Instrução dada 1
Copie do excerto do texto, sem qualquer alteração, tudo o que vai desde "Assim tive elogios" até "pensa de mim...".

Excerto do texto
····················
Gostei particularmente do retracto psicológico que faz das pessoas que por si passam. É engraçado, pois faço exactamente o mesmo, de um modo um pouco diferente, mas sempre achei ridiculo demais para o divulgar. Talvez a minha "meninês" me deixe um tanto ou quanto envergonhada.
Gostei de me "rever" um pouco na sua história.
Um abbraço, e desejos de uma feliz páscoa.
Que lata é essa de dizer que procura inspiração no meu humilde estabelecimento se, obviamente, as musas abundam no seu?!? :)
Confesso que, esta semana, a inspiração andava comprida demais e, para cortar metade do texto, perder-se-ia a ideia...
Mas ainda bem que não o fiz!!!
Assim tive elogios "à séria" na semana passada e esta não me estatelo redondinha no chão... ;P
Parabéns e, quando eu entrar no seu vero estabelecimento, ainda quero ver o que pensa de mim...
Pode ser que, quando cá vier, eu não esteja nos meus dias e não dê uma para "a caixa". Pode arriscar.
Não se preocupe, estes escritos são para levar a brincar.
Obrigada -a si e também à Ana- por ser tão generosa comigo.
Volte sempre. Já sabe que os meus estabelecimentos, "este", onde "dou" -sem ser de mão beijada- as minhas histórias, e o outro, propriamente dito, estarão sempre ao Vosso dispor.
Um grande abraço e obrigadas.
Hoje passei por aqui ao de leve.
····················
Linhas de entrada
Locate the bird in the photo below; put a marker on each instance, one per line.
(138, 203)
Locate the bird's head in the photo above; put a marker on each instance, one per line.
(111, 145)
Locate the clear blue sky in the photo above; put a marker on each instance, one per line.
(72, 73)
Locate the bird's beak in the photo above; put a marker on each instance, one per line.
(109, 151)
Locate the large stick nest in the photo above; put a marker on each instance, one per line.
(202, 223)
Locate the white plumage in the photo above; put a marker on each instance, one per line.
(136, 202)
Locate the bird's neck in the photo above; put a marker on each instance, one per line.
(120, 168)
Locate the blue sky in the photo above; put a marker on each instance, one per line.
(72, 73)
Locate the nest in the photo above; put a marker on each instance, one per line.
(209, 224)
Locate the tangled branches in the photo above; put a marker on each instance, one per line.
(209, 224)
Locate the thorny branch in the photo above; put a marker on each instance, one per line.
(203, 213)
····················
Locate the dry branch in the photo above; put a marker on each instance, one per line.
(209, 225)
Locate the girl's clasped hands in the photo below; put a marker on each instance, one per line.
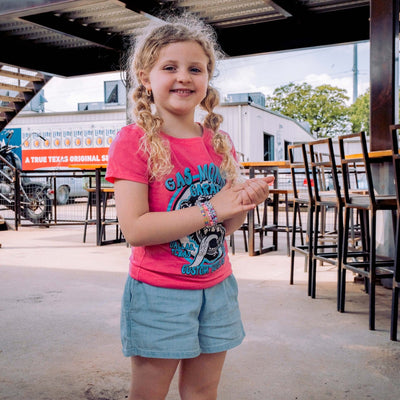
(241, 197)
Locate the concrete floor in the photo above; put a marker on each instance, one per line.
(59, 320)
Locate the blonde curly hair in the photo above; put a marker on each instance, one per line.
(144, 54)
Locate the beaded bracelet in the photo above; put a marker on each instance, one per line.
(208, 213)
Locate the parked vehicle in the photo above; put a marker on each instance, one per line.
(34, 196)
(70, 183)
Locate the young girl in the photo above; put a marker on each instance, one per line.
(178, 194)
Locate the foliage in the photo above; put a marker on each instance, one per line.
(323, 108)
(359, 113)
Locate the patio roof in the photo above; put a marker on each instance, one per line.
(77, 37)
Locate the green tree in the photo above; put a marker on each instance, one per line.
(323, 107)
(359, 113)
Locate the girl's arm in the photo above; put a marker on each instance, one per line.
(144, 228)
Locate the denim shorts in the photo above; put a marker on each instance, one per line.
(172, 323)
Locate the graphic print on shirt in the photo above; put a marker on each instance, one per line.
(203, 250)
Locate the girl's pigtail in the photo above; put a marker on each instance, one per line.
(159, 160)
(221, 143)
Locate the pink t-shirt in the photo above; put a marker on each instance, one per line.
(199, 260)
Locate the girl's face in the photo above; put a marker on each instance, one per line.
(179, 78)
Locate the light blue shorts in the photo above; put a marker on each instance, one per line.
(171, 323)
····················
Instrução dada 2
Identifique, por favor, todas as linhas da listagem que contêm a palavra "blue" e copie-as tal como estão, distinguindo maiúsculas de minúsculas.

Resposta completa 1
Assim tive elogios "à séria" na semana passada e esta não me estatelo redondinha no chão... ;P
Parabéns e, quando eu entrar no seu vero estabelecimento, ainda quero ver o que pensa de mim...

Resposta completa 2
Locate the clear blue sky in the photo above; put a marker on each instance, one per line.
Locate the blue sky in the photo above; put a marker on each instance, one per line.
Locate the light blue shorts in the photo above; put a marker on each instance, one per line.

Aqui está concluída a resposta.